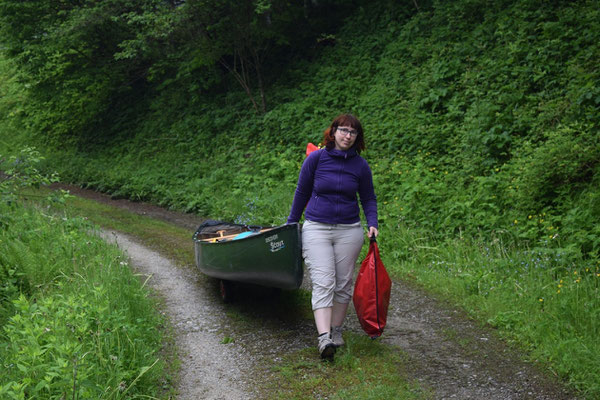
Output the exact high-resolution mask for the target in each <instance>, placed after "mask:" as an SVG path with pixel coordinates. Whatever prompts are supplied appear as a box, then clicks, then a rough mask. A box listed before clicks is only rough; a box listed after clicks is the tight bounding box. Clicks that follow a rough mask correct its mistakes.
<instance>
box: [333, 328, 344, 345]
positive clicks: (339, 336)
mask: <svg viewBox="0 0 600 400" xmlns="http://www.w3.org/2000/svg"><path fill="white" fill-rule="evenodd" d="M331 340H332V341H333V345H334V346H335V347H340V346H343V345H344V338H343V337H342V327H341V326H332V327H331Z"/></svg>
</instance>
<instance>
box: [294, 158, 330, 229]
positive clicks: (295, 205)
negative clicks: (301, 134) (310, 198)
mask: <svg viewBox="0 0 600 400" xmlns="http://www.w3.org/2000/svg"><path fill="white" fill-rule="evenodd" d="M321 151H323V150H318V151H313V152H312V153H310V154H309V155H308V157H306V159H305V160H304V163H303V164H302V168H301V169H300V176H299V177H298V185H296V192H295V194H294V201H293V202H292V209H291V211H290V215H289V216H288V220H287V223H288V224H291V223H293V222H299V221H300V217H301V216H302V213H303V212H304V208H306V205H307V204H308V201H309V200H310V196H311V195H312V190H313V183H314V178H315V170H316V169H317V163H318V162H319V157H320V154H319V153H320V152H321Z"/></svg>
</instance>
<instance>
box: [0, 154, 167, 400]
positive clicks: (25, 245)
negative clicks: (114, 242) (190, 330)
mask: <svg viewBox="0 0 600 400" xmlns="http://www.w3.org/2000/svg"><path fill="white" fill-rule="evenodd" d="M40 159H41V158H40V156H39V154H38V153H37V152H36V151H35V150H33V149H32V148H25V149H23V150H22V151H21V152H20V154H19V156H18V157H10V158H9V159H8V160H3V163H2V165H1V167H2V168H1V169H3V170H4V172H5V173H6V175H4V176H3V178H2V179H3V181H2V182H1V183H0V189H1V190H2V198H1V201H0V326H1V327H2V329H1V330H0V360H2V371H3V374H2V376H1V377H0V395H1V397H2V398H9V399H22V398H58V397H62V398H66V397H73V398H75V397H78V398H79V397H81V398H127V397H129V396H131V395H132V394H140V393H156V392H157V391H158V390H159V385H160V384H161V382H160V380H161V379H162V378H161V371H162V370H163V368H164V366H163V363H162V362H160V361H159V358H158V356H157V352H158V350H159V349H160V347H161V341H160V340H161V339H160V336H161V335H160V334H159V335H157V334H156V328H157V326H158V325H159V324H160V323H162V321H161V320H160V318H159V316H158V315H157V313H156V312H155V310H153V307H155V304H154V302H152V301H150V300H149V299H148V298H147V292H146V291H145V290H144V289H142V288H141V286H140V283H139V281H138V280H137V278H136V277H135V276H134V275H133V274H132V272H131V270H130V268H129V266H128V265H127V262H126V260H125V259H124V258H123V256H122V254H121V253H120V252H119V251H118V249H116V248H115V247H110V246H108V245H107V244H105V243H104V242H103V241H102V240H101V239H100V238H98V237H96V236H94V235H93V234H92V233H90V231H92V230H93V226H91V225H90V224H89V223H87V222H86V221H85V220H83V219H81V218H67V217H62V216H60V215H55V214H46V213H47V212H48V211H47V210H48V208H49V207H50V205H52V204H56V203H55V202H53V203H48V207H46V208H45V210H46V211H45V212H44V211H41V210H40V209H37V208H35V207H32V206H24V205H23V203H22V199H20V195H22V191H23V189H25V188H31V187H37V186H39V185H40V184H47V183H49V182H51V181H52V180H55V178H56V176H55V175H53V179H49V178H46V177H44V176H43V175H42V174H40V172H39V171H38V169H37V167H36V165H37V164H38V163H39V161H40ZM28 197H32V196H31V195H28ZM64 198H65V194H64V193H63V194H62V195H61V196H60V199H61V200H64Z"/></svg>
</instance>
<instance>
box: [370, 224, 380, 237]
mask: <svg viewBox="0 0 600 400" xmlns="http://www.w3.org/2000/svg"><path fill="white" fill-rule="evenodd" d="M377 235H379V231H378V230H377V228H375V227H374V226H370V227H369V234H368V236H369V238H376V237H377Z"/></svg>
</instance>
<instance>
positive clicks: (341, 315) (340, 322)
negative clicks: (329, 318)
mask: <svg viewBox="0 0 600 400" xmlns="http://www.w3.org/2000/svg"><path fill="white" fill-rule="evenodd" d="M348 304H349V303H338V302H337V301H334V302H333V307H332V310H331V319H330V321H331V326H332V327H333V326H342V324H343V323H344V319H346V311H347V310H348Z"/></svg>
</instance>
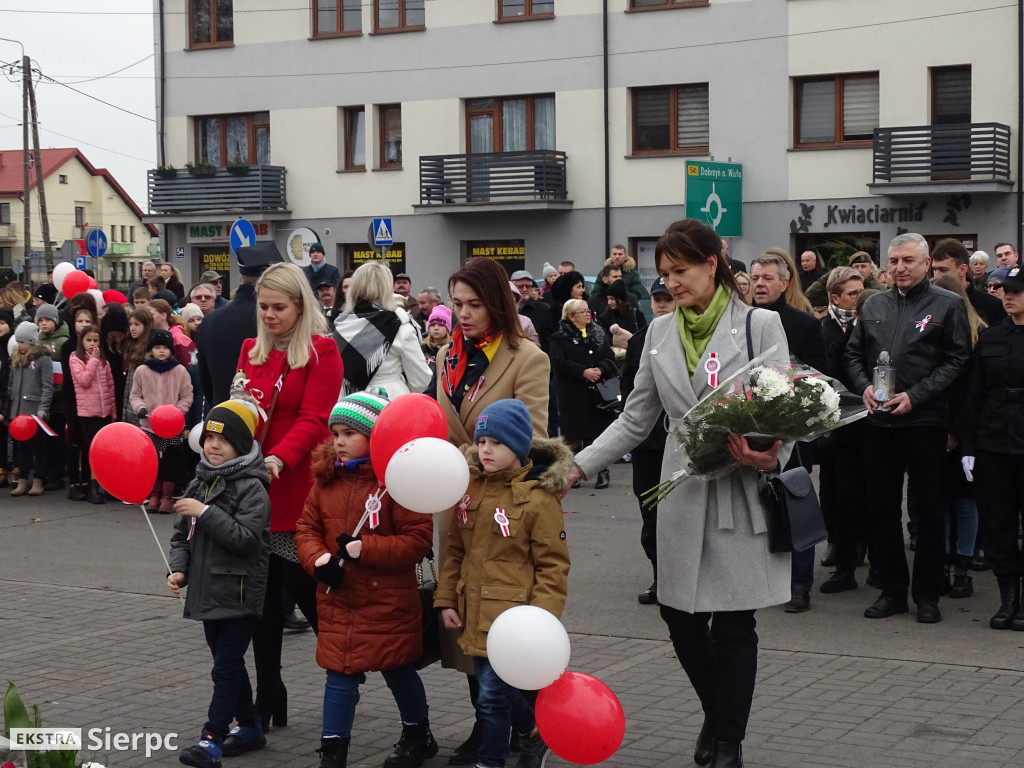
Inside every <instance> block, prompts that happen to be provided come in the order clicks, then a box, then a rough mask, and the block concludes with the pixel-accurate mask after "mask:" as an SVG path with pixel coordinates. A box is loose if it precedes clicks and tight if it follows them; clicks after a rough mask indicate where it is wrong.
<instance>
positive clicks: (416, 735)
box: [384, 719, 475, 768]
mask: <svg viewBox="0 0 1024 768" xmlns="http://www.w3.org/2000/svg"><path fill="white" fill-rule="evenodd" d="M436 754H437V742H436V741H434V734H433V733H431V732H430V724H429V723H428V722H427V720H426V719H423V720H421V721H420V722H419V723H417V724H416V725H406V724H404V723H402V724H401V738H399V739H398V743H396V744H395V745H394V752H392V753H391V754H390V755H388V756H387V757H386V758H385V759H384V768H420V766H421V765H423V763H424V761H426V760H427V759H428V758H432V757H433V756H434V755H436ZM474 760H475V758H474Z"/></svg>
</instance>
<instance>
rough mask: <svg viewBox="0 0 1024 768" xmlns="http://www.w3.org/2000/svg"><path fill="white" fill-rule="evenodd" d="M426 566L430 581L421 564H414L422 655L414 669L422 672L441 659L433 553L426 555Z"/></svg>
mask: <svg viewBox="0 0 1024 768" xmlns="http://www.w3.org/2000/svg"><path fill="white" fill-rule="evenodd" d="M427 564H428V565H429V566H430V579H429V580H428V579H425V578H424V573H423V563H422V562H419V563H417V564H416V581H417V582H418V583H419V585H420V606H421V608H422V611H421V612H422V613H423V653H422V654H421V655H420V658H419V660H418V662H417V663H416V669H418V670H422V669H425V668H427V667H429V666H430V665H432V664H433V663H434V662H439V660H440V657H441V640H440V625H439V623H438V620H437V611H436V610H434V592H436V591H437V569H436V568H435V567H434V553H433V551H431V552H429V553H428V554H427Z"/></svg>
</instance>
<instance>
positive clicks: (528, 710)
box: [473, 656, 534, 766]
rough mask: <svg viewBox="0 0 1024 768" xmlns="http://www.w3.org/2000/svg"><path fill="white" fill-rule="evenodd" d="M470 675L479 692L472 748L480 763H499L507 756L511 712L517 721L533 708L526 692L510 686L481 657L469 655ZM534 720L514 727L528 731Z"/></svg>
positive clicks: (496, 764) (483, 658)
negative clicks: (474, 682)
mask: <svg viewBox="0 0 1024 768" xmlns="http://www.w3.org/2000/svg"><path fill="white" fill-rule="evenodd" d="M473 674H474V675H476V682H477V684H478V685H479V687H480V692H479V694H478V695H477V699H476V719H477V721H478V722H479V723H480V746H479V749H478V750H477V751H476V757H477V763H478V764H479V765H484V766H503V765H505V760H506V759H507V758H508V756H509V734H510V732H511V730H512V719H513V712H516V713H517V714H516V719H517V720H520V719H522V718H523V717H524V716H525V713H527V712H528V717H530V719H531V718H532V714H534V710H532V707H531V706H530V703H529V702H528V700H527V699H526V695H525V694H524V693H523V691H521V690H519V689H518V688H513V687H512V686H511V685H509V684H508V683H506V682H505V681H504V680H502V679H501V678H500V677H498V674H497V673H496V672H495V669H494V667H492V666H490V662H488V660H487V659H486V658H484V657H483V656H473ZM523 726H527V727H523ZM532 729H534V723H532V722H530V723H528V724H527V723H522V722H520V723H517V724H516V730H519V731H521V732H525V731H531V730H532Z"/></svg>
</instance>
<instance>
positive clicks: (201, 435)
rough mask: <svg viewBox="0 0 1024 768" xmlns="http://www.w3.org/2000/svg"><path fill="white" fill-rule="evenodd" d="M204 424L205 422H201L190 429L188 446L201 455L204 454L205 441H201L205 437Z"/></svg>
mask: <svg viewBox="0 0 1024 768" xmlns="http://www.w3.org/2000/svg"><path fill="white" fill-rule="evenodd" d="M203 424H204V422H200V423H199V424H197V425H196V426H195V427H193V428H191V429H189V430H188V447H190V449H191V450H193V451H195V452H196V453H197V454H199V455H200V456H203V443H202V441H201V438H202V437H203Z"/></svg>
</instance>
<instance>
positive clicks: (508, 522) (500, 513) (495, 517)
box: [495, 507, 509, 539]
mask: <svg viewBox="0 0 1024 768" xmlns="http://www.w3.org/2000/svg"><path fill="white" fill-rule="evenodd" d="M495 522H497V523H498V524H499V525H501V526H502V536H503V537H505V538H506V539H508V538H509V518H507V517H506V516H505V510H504V509H502V508H501V507H496V508H495Z"/></svg>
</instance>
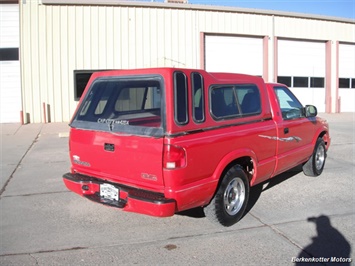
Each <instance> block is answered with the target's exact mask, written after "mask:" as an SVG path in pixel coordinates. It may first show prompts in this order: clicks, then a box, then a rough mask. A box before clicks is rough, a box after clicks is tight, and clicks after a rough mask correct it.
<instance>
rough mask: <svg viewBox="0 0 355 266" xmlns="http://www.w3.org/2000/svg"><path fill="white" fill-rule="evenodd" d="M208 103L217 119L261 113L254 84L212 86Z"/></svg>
mask: <svg viewBox="0 0 355 266" xmlns="http://www.w3.org/2000/svg"><path fill="white" fill-rule="evenodd" d="M210 104H211V113H212V116H213V117H214V118H215V119H217V120H219V119H224V118H234V117H246V116H254V115H258V114H260V113H261V100H260V92H259V89H258V87H257V86H256V85H254V84H238V85H226V86H215V87H212V89H211V90H210Z"/></svg>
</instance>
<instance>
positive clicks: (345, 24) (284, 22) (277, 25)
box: [275, 16, 355, 42]
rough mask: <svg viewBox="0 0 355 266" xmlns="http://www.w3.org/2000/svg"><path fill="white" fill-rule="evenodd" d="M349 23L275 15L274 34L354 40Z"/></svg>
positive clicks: (319, 37) (310, 38)
mask: <svg viewBox="0 0 355 266" xmlns="http://www.w3.org/2000/svg"><path fill="white" fill-rule="evenodd" d="M354 28H355V25H354V24H350V23H342V22H334V21H325V20H312V19H303V18H292V17H280V16H275V35H276V36H279V37H282V38H296V39H309V40H323V41H326V40H342V41H344V42H354V38H355V35H354V30H355V29H354Z"/></svg>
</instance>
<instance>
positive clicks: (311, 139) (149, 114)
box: [63, 68, 330, 217]
mask: <svg viewBox="0 0 355 266" xmlns="http://www.w3.org/2000/svg"><path fill="white" fill-rule="evenodd" d="M175 73H180V74H182V75H180V76H184V77H185V78H186V88H185V89H186V95H185V98H186V107H185V108H186V110H183V111H185V112H186V117H187V121H184V122H183V123H180V122H179V121H177V120H179V119H180V117H179V115H178V114H177V113H178V112H180V109H179V108H177V104H178V103H179V104H180V102H181V101H182V100H184V99H185V98H184V99H183V98H181V97H180V98H179V99H178V97H179V96H177V94H176V93H177V92H176V90H178V89H179V90H180V89H181V88H175V87H174V86H177V85H176V84H177V81H176V80H174V76H175ZM196 73H198V74H199V75H200V76H201V77H202V79H203V86H202V90H203V93H202V96H201V99H200V102H203V113H204V117H203V119H202V120H201V121H199V122H196V119H194V117H193V115H194V112H196V110H197V109H196V108H197V106H196V102H194V101H195V99H196V98H195V97H196V94H194V93H196V91H194V86H197V85H196V84H194V83H193V81H192V75H194V74H196ZM142 80H143V81H142ZM115 86H116V87H117V88H116V87H115ZM243 86H246V88H249V87H250V88H257V90H258V93H259V105H260V106H259V107H260V108H259V111H256V112H253V113H250V114H248V113H246V114H245V115H244V113H245V112H244V111H243V110H242V109H241V106H242V104H241V103H238V104H237V103H233V104H235V105H237V107H238V112H241V113H240V114H242V115H239V114H238V115H232V116H226V117H223V118H222V119H220V118H218V117H216V116H215V114H213V112H214V111H213V107H214V106H213V103H212V100H211V99H212V97H214V96H213V94H214V93H215V91H217V88H224V87H233V88H234V89H233V90H234V91H237V88H239V87H240V88H242V87H243ZM248 86H249V87H248ZM280 86H281V87H282V86H283V85H280V84H265V83H264V82H263V80H262V79H261V78H259V77H254V76H249V75H242V74H229V73H207V72H206V71H203V70H194V69H174V68H156V69H137V70H119V71H118V70H117V71H106V72H98V73H94V74H93V75H92V77H91V79H90V81H89V83H88V85H87V87H86V89H85V91H84V94H83V97H82V98H81V100H80V103H79V105H78V108H77V110H76V112H75V114H74V116H73V118H72V121H71V124H70V125H71V131H70V159H71V163H72V167H71V173H68V174H66V175H64V178H63V179H64V183H65V185H66V186H67V188H68V189H69V190H71V191H73V192H75V193H77V194H79V195H81V196H85V197H87V198H89V199H91V200H94V201H97V202H99V203H103V204H106V205H109V206H113V207H118V208H121V209H123V210H125V211H130V212H137V213H142V214H147V215H153V216H161V217H165V216H171V215H173V214H174V213H176V212H178V211H182V210H186V209H190V208H194V207H199V206H206V205H207V204H209V202H210V200H211V199H212V197H213V196H214V194H215V191H216V189H217V187H218V184H219V181H220V179H221V176H222V175H223V172H224V171H225V170H226V169H227V168H228V167H229V166H230V165H233V163H235V162H236V161H238V163H243V162H244V163H245V165H243V167H244V168H245V171H246V172H247V173H248V176H249V178H250V185H251V186H253V185H256V184H258V183H261V182H264V181H265V180H268V179H269V178H271V177H273V176H275V175H277V174H279V173H282V172H284V171H286V170H288V169H290V168H292V167H294V166H296V165H298V164H300V163H303V162H305V161H307V160H308V158H309V157H310V156H311V154H312V152H313V148H314V145H315V142H316V140H317V138H318V137H322V138H323V139H324V140H325V142H326V148H328V147H329V145H330V137H329V132H328V125H327V123H326V122H325V121H323V120H321V119H319V118H312V119H310V118H306V117H302V118H298V119H290V120H285V119H283V117H282V111H281V109H280V106H279V103H278V100H277V96H276V94H275V90H274V89H275V87H280ZM283 87H284V86H283ZM195 89H196V88H195ZM125 90H126V91H125ZM118 91H119V92H118ZM226 91H227V90H226ZM245 91H246V92H245V93H243V94H241V95H239V96H235V97H236V98H237V99H238V100H239V98H243V100H244V97H246V96H245V95H246V94H248V92H247V90H245ZM116 92H117V93H116ZM95 93H96V94H95ZM105 93H107V95H109V96H107V97H106V96H105V97H104V96H103V95H105ZM109 93H111V94H109ZM115 93H116V94H115ZM223 93H226V92H223ZM92 95H94V96H92ZM95 95H96V96H97V97H101V98H100V99H99V100H97V97H96V96H95ZM115 95H116V96H115ZM117 95H118V96H117ZM90 97H91V98H90ZM95 97H96V98H95ZM113 97H117V100H113ZM224 97H225V96H224ZM115 99H116V98H115ZM228 99H229V98H228ZM228 99H227V100H228ZM94 104H96V105H94ZM226 108H227V107H226ZM111 109H112V110H113V111H112V114H111V113H108V110H111ZM286 129H287V130H286ZM102 184H110V185H113V187H115V188H116V189H117V191H118V193H119V196H118V197H119V201H118V202H116V201H115V200H112V199H107V198H105V197H106V196H103V195H104V194H102V195H101V193H103V192H102V191H101V192H100V185H102ZM113 191H115V190H113Z"/></svg>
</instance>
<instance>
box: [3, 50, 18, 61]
mask: <svg viewBox="0 0 355 266" xmlns="http://www.w3.org/2000/svg"><path fill="white" fill-rule="evenodd" d="M18 51H19V49H18V48H0V61H18V60H19V53H18Z"/></svg>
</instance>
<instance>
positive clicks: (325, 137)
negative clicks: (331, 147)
mask: <svg viewBox="0 0 355 266" xmlns="http://www.w3.org/2000/svg"><path fill="white" fill-rule="evenodd" d="M318 138H322V139H323V140H324V144H325V146H326V147H327V148H328V145H329V137H328V134H327V132H326V131H323V132H322V133H320V134H319V137H318Z"/></svg>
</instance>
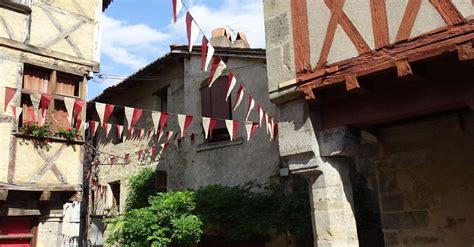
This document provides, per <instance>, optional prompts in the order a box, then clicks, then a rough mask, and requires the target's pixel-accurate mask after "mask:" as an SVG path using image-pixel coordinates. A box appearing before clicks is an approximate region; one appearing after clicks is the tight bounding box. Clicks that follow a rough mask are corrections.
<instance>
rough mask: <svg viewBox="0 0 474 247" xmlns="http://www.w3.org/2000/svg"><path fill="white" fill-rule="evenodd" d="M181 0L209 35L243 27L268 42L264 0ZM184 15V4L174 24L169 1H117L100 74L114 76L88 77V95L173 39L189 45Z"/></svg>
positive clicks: (116, 0)
mask: <svg viewBox="0 0 474 247" xmlns="http://www.w3.org/2000/svg"><path fill="white" fill-rule="evenodd" d="M137 2H140V4H138V3H137ZM183 2H184V4H185V5H186V6H188V7H189V9H190V12H191V14H192V15H193V17H194V18H195V20H196V21H197V23H198V24H199V25H200V26H201V27H202V28H203V29H204V31H205V33H206V36H208V37H209V36H210V33H211V31H212V30H213V29H215V28H218V27H228V28H229V27H230V28H232V29H233V30H235V31H243V32H245V33H246V34H247V38H248V40H249V43H250V45H251V46H252V47H264V46H265V37H264V26H263V6H262V5H263V4H262V1H261V0H183ZM184 16H185V10H184V9H183V10H182V11H181V12H180V15H179V19H178V21H177V23H176V24H175V25H171V0H139V1H138V0H114V1H113V2H112V4H111V5H110V6H109V8H108V9H107V10H106V11H105V12H104V16H103V22H102V23H103V24H102V34H101V35H102V48H101V72H100V74H103V75H104V76H111V77H114V78H115V79H110V78H109V79H105V80H101V79H98V78H97V77H96V78H95V79H94V80H91V81H89V88H88V90H89V91H88V98H89V99H91V98H93V97H95V96H96V95H98V94H100V93H101V92H102V91H103V90H104V89H105V88H107V87H109V86H112V85H114V84H116V83H118V82H120V80H121V79H122V78H124V77H126V76H128V75H130V74H132V73H133V72H135V71H137V70H138V69H140V68H141V67H143V66H145V65H146V64H148V63H150V62H151V61H153V60H155V59H157V58H158V57H160V56H162V55H163V54H165V53H166V52H168V51H169V45H170V44H186V43H187V42H186V30H185V29H186V28H185V24H184V23H185V22H184ZM199 40H200V39H199Z"/></svg>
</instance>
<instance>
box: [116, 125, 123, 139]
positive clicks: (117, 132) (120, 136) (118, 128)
mask: <svg viewBox="0 0 474 247" xmlns="http://www.w3.org/2000/svg"><path fill="white" fill-rule="evenodd" d="M115 126H116V127H117V137H118V139H122V134H123V125H118V124H117V125H115Z"/></svg>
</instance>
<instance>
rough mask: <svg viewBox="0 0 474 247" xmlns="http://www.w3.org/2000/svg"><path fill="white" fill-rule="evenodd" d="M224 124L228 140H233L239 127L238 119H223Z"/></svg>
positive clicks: (236, 135)
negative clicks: (226, 127)
mask: <svg viewBox="0 0 474 247" xmlns="http://www.w3.org/2000/svg"><path fill="white" fill-rule="evenodd" d="M225 126H226V127H227V131H228V132H229V136H230V140H231V141H233V140H234V139H235V138H237V131H238V129H239V121H235V120H225Z"/></svg>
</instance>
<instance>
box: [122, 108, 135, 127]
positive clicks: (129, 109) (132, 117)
mask: <svg viewBox="0 0 474 247" xmlns="http://www.w3.org/2000/svg"><path fill="white" fill-rule="evenodd" d="M124 111H125V120H126V121H127V130H128V131H130V128H131V127H132V118H133V112H134V108H132V107H124Z"/></svg>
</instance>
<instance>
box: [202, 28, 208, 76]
mask: <svg viewBox="0 0 474 247" xmlns="http://www.w3.org/2000/svg"><path fill="white" fill-rule="evenodd" d="M208 43H209V41H208V40H207V38H206V36H202V43H201V70H204V66H206V56H207V44H208Z"/></svg>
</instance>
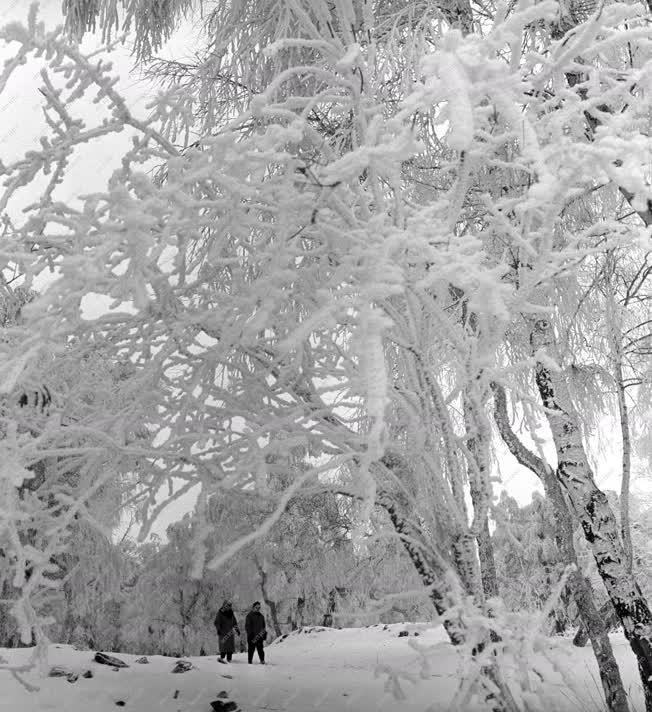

__________

Copy out every line of the records above that contains the word "negative".

negative clicks: (301, 134) (310, 198)
negative clicks: (114, 242) (190, 330)
negative clicks: (329, 318)
negative clicks: (474, 682)
negative clicks: (331, 147)
negative clicks: (226, 127)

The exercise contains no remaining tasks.